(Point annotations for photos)
_ _ _ _ _ _ _
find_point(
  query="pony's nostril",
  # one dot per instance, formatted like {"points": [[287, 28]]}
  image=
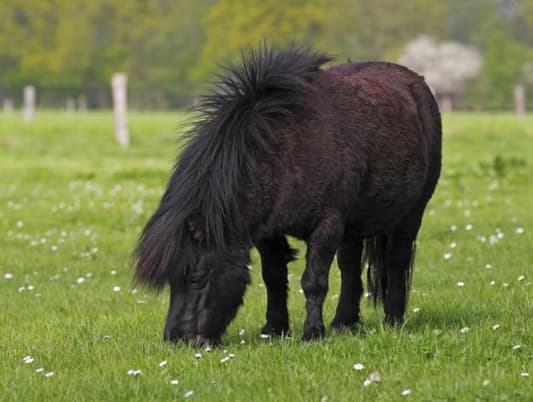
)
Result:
_ _ _ _ _ _ _
WHAT IS EXPECTED> Copy out every entry above word for word, leaving out the pictures.

FINISHED ANSWER>
find_point(
  query="pony's nostril",
  # one dot per instance, formatted like {"points": [[287, 28]]}
  image=
)
Result:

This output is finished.